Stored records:
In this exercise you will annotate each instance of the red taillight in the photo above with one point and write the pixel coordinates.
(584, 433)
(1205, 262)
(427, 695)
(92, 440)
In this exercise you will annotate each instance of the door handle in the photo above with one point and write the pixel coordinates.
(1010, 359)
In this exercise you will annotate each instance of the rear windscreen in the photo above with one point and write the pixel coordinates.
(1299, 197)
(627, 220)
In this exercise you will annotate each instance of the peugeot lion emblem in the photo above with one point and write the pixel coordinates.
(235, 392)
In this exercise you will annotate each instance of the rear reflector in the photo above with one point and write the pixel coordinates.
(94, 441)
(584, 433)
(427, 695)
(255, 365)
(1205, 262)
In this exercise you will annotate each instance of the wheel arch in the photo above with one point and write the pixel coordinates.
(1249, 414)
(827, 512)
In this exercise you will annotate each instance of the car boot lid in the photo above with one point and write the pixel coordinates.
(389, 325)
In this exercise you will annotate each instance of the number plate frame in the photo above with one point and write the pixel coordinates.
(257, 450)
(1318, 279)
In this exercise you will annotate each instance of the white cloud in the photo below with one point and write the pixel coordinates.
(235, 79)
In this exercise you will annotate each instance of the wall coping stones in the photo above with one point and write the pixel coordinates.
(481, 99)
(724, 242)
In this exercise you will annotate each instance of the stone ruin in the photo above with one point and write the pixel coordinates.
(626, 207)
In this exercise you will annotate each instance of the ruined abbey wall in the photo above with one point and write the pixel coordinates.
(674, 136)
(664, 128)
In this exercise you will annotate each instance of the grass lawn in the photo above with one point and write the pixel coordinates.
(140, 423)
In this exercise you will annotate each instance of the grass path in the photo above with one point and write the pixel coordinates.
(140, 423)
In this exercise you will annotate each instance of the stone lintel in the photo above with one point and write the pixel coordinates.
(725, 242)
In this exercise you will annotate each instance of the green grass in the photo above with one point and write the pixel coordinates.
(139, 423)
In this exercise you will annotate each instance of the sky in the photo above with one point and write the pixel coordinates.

Written problem: Copy out every one of the lines from the line containing "In this exercise you will annotate each instance of the peugeot" through the end of the records. Multiply each coordinate in the answers by 0.35 and round to a whole number, with halves rounding up.

Exercise output:
In this exercise you will annotate each instance of the peugeot lion emblem in the photo above with one point and write the pixel coordinates.
(82, 137)
In this exercise you will annotate each instance of the rear reflector in the photo above with one point and write the pixel coordinates.
(33, 154)
(204, 152)
(149, 243)
(89, 128)
(422, 92)
In this exercise you will annotate each instance of the wheel arch in the photo above with one point and write the pixel coordinates.
(437, 145)
(289, 179)
In this exercise you will annotate each instance of the car boot lid in the photo above with one point and write the pixel coordinates.
(136, 114)
In this exercise you will annotate each instance of the number plate frame in the photo above with one point and write the pixel coordinates.
(90, 158)
(461, 98)
In this exercise you will annotate each instance of the white cloud in the photo below with one point and write the pixel coordinates.
(82, 28)
In this exercise you will annotate each instance of the wall coping stones in the photo above with one point and write the pixel coordinates.
(168, 35)
(253, 85)
In this exercise you will annotate each instance of the stone ruin in the photo above with one point and write the pixel coordinates.
(219, 72)
In this exercise you will annotate each instance of the ruined abbey wall in the photo above with one point and write the pixel coordinates.
(236, 48)
(232, 45)
In this exercise you will annotate each instance of the grass lawn in the photo above with one point and write the pixel coordinates.
(49, 148)
In this exercise you will annotate each instance of the grass path in the photo above with one point and write the pixel coordinates.
(49, 148)
In this exercise you will annotate each instance of the stone lintel in the photo above with one point and write the pixel coordinates.
(254, 85)
In this exercise you will annotate each instance of the green grass in the photo above with one point and write the pixel coordinates.
(49, 148)
In this exercise you will annotate each instance of the sky in the photo above with one point and write the pixel coordinates.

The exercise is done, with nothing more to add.